__EXERCISE REQUIREMENTS__
Rewrite the data below as a two-column CSV with the headers "instruction" and "answer" and one row per entry. Put each entry's text and its answer in their own quoted fields, with line breaks changed to spaces.

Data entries
----

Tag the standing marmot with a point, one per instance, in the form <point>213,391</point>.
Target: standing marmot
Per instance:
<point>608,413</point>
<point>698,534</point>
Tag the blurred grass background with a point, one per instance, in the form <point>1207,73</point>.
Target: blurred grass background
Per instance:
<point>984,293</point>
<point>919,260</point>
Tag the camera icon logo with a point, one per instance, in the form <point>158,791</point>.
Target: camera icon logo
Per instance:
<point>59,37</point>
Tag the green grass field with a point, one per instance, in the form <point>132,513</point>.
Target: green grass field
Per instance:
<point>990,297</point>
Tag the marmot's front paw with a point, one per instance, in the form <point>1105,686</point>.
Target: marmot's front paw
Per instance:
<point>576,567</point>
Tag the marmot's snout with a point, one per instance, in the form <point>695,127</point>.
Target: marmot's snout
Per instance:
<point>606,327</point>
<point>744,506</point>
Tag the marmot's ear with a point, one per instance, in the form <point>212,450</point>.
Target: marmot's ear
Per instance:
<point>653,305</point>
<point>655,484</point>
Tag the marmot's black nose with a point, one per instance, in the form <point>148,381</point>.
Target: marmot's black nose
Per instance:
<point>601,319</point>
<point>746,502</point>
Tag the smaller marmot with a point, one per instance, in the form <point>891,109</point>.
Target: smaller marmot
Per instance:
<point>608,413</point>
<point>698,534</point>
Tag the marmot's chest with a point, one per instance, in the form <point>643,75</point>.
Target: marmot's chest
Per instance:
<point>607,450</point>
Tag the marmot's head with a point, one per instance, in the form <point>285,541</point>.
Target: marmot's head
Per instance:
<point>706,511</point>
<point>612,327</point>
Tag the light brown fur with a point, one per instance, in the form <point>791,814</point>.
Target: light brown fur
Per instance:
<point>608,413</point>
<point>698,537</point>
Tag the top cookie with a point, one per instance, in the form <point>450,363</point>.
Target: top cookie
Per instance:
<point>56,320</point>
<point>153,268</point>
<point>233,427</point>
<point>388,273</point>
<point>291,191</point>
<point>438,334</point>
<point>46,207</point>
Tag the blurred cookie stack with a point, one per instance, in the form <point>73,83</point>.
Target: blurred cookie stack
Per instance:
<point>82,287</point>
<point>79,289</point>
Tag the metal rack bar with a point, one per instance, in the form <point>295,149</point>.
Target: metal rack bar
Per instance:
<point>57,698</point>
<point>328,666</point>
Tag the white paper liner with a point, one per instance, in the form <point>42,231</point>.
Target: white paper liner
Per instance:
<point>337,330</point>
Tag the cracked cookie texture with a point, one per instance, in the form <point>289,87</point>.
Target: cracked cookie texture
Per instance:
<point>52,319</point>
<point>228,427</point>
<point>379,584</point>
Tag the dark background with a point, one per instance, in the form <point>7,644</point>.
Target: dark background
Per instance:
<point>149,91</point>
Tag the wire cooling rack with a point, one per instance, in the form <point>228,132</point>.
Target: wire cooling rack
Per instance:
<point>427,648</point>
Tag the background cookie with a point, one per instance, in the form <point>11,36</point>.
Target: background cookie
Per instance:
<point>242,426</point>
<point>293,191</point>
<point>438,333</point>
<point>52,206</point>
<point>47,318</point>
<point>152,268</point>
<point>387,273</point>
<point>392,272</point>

----

__EXERCISE ANSWER__
instruction,answer
"Tag the standing marmot with a point, one per instance, in the form <point>213,391</point>. Target: standing marmot Per instance:","<point>608,413</point> <point>698,534</point>"
"Tag the blurred grass background with a point, one per instance, in the form <point>1207,73</point>. Target: blurred grass background Per instance:","<point>984,293</point> <point>919,260</point>"
"Tag the camera icon logo with a point, one per instance, in the form <point>158,791</point>. Target: camera icon logo Per instance:","<point>59,37</point>"
"Tag the green grass field with a point, one per instance, in the form <point>132,513</point>. Target: green grass field Per instance:","<point>990,297</point>"
"Tag the marmot's front paw with a point, one per instance, in the form <point>1105,686</point>. Target: marmot's front paw Per instance:","<point>576,567</point>"
"Tag the marmot's snout with a point, one per instance, in the form <point>695,127</point>. Target: marmot's snout Per instance:","<point>606,327</point> <point>744,506</point>"
"Tag the marmot's ear with a point, one per instance, in the form <point>212,450</point>. Target: marmot's ear Per instance:","<point>653,305</point> <point>655,484</point>"
"Tag the marmot's black nose with a point, one per instance, in the form <point>148,381</point>. Target: marmot's black nose Per instance:","<point>601,319</point> <point>746,502</point>"
"Tag the smaller marmot with a point, one per instance, in the form <point>891,109</point>. Target: smaller marmot Per instance:","<point>608,413</point> <point>698,534</point>"
"Tag the marmot's chest with a point, one per instance, in the form <point>643,75</point>. Target: marmot's chest Per instance:","<point>607,450</point>"
"Tag the marmot's head with a point, one per instance, in the form <point>285,541</point>. Target: marmot's head Per instance:","<point>706,511</point> <point>612,327</point>"
"Tag the light brown fur with a point, one per instance, in the form <point>791,814</point>. Target: light brown fur Per instance:","<point>608,413</point> <point>698,537</point>"
"Tag the top cookie with a point, one per instance, in the form <point>450,363</point>. Target: top cookie Per instance:","<point>56,320</point> <point>153,268</point> <point>233,427</point> <point>388,273</point> <point>291,191</point> <point>438,334</point> <point>46,207</point>"
"Tag the blurred cookie stack with a point, one per instance, in the form <point>73,83</point>. Target: blurred cookie stack Per instance:","<point>82,287</point> <point>79,289</point>"
"Tag the metal rack bar with a point, one per instance, in the form <point>295,149</point>. Target: metal rack bar Per instance:","<point>57,698</point> <point>328,666</point>"
"Tag the white paper liner with a point, one per instance, in the form <point>42,231</point>. Target: white paper liner Per instance:","<point>337,330</point>"
"Tag the cracked cookie texture with a point, one per instance, in the form <point>289,87</point>. Target: cracked cookie texture Per instance:","<point>52,319</point> <point>228,427</point> <point>379,584</point>"
"Tag the dark background with a point, one per instance, in the form <point>7,644</point>. Target: dark background Per instance:","<point>149,91</point>"
"Tag the wire cooling rack with a point, one per instance, in the form <point>228,132</point>. Target: wire cooling rack Per instance:","<point>427,648</point>"
"Tag the background cookie with a point, one per instance, in the form <point>11,36</point>. Target: background cookie Per instance:","<point>242,426</point> <point>293,191</point> <point>438,333</point> <point>52,206</point> <point>47,318</point> <point>152,268</point> <point>387,273</point> <point>392,272</point>"